Every line in the listing should be set down again verbatim.

↓

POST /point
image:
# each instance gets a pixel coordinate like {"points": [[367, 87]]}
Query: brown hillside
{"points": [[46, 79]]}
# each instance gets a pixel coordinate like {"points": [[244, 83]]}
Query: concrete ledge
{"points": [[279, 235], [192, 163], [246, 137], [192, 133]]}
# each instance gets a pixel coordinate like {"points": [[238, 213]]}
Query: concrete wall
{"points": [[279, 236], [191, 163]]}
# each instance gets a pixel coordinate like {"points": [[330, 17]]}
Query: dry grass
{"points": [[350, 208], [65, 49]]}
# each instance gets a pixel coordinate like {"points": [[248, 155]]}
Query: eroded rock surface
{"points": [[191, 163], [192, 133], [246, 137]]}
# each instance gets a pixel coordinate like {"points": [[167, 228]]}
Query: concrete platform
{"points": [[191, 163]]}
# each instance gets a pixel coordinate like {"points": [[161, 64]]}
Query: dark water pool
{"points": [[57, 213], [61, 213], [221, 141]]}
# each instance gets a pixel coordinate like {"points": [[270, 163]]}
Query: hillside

↑

**EXERCISE OUTPUT**
POST /point
image:
# each instance gets a pixel coordinate like {"points": [[367, 87]]}
Query: brown hillside
{"points": [[46, 79]]}
# each instance gets a pixel coordinate like {"points": [[244, 83]]}
Query: concrete ledge
{"points": [[279, 235], [192, 163], [246, 137], [192, 133]]}
# each instance gets a pixel coordinate like {"points": [[238, 213]]}
Query: concrete wall
{"points": [[279, 236], [191, 163]]}
# each instance gets a pixel coordinate like {"points": [[330, 17]]}
Query: dry grass
{"points": [[350, 208], [65, 49]]}
# each instance gets a pixel coordinate like {"points": [[248, 155]]}
Query: eroded rock surface
{"points": [[191, 163], [192, 133], [246, 137]]}
# each instance gets a pixel coordinate like {"points": [[167, 228]]}
Query: concrete platform
{"points": [[191, 163]]}
# each instance gets a pixel coordinate like {"points": [[161, 64]]}
Query: dark water pool
{"points": [[57, 213], [61, 213], [221, 141]]}
# each instance gets a pixel coordinate like {"points": [[270, 163]]}
Query: hillside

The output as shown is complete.